Task goal
Repeat every record below exactly as it appears.

Task inputs
•••

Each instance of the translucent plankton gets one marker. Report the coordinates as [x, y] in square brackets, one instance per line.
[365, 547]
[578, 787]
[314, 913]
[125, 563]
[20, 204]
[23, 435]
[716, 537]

•••

Response
Each instance of the translucent plankton gets one marker. Report the coordinates as [x, y] in square brackets, one instance per line.
[365, 547]
[578, 787]
[314, 913]
[125, 563]
[20, 204]
[23, 435]
[716, 537]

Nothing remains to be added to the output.